[CONSIGNE] Recopiez à l'identique le passage de la page ci-dessous sur les révélateurs, depuis « Pour moi-même, la » jusqu'à « le language codé... » inclus.

[PAGE]

════

Révélateurs.
- Bases chimiques - Compositions -

De prime abord, le mot "chimie" semblerait uniquement reservé à ces ingénieurs enfermés dans leur laboratoire, entre pipettes graduées et éprouvettes, manipulant d'inombrables substances et formules aussi mystérieuses que sans interet pour nous, ignorants en la matière, juste emerveillés par la magie de l'image photographique apparaissant dans ces différents bains dont la compositions nous est totalement inconnue.

Pourtant, l'acte de plonger un film ou une feuille de papier photo dans ces liquides, se trouve être déjà un interêt pour la chimie, le même qu'ont ces ingénieurs en blouse blanche avec une certaine sensibilité émotionnelle en plus.

Pour moi-même, la chimie en général, reste quelque chose de tout à fait abstrait et que seules plusieurs années d'études permettent d'en saisir le language codé...

En Photographie argentique, traditionnelle, artisanale, le réèl plaisir se trouve dans ce lien qui peut exister entre notre esprit nourri d'émotions, de souvenirs et la matière qui fait notre vie de tous les jours.
En effet, satisfaire notre besoin d'émotion, d'éxpression personnelle par une manipulation de matière simple, nous ramène à quelque chose d'authentique dont les outils de la technologie moderne nous privent de plus en plus tant ils nous assistent.

════

[JEU DE DONNÉES]

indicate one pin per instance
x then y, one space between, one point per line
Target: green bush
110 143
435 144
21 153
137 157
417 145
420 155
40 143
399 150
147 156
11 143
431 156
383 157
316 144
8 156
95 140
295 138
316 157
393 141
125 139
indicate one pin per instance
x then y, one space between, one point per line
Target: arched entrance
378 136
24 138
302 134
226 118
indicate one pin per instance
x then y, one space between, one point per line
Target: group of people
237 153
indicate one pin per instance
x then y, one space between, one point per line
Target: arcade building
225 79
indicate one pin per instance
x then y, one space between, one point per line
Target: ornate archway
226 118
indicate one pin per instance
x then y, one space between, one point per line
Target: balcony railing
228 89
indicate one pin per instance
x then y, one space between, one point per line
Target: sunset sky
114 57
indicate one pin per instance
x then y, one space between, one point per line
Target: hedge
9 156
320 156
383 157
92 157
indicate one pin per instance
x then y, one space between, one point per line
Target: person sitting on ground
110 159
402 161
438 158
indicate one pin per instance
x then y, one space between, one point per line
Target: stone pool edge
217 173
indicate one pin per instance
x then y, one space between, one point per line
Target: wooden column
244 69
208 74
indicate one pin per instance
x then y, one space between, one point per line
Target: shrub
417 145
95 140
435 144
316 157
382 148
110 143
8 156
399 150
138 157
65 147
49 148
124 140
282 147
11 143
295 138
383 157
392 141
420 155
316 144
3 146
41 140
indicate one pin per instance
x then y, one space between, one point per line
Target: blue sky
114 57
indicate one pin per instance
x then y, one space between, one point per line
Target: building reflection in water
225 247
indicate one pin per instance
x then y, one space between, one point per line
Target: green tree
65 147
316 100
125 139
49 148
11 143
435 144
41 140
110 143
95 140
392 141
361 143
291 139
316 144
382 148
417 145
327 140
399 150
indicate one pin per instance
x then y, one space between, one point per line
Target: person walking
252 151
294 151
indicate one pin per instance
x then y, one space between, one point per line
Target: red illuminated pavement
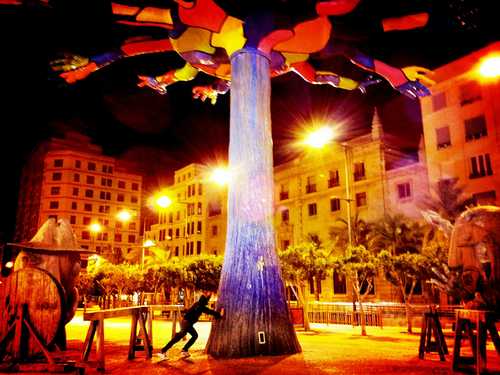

════

[RÉSULTAT]
Pour moi-même, la chimie en général, reste quelque chose de tout à fait abstrait et que seules plusieurs années d'études permettent d'en saisir le language codé...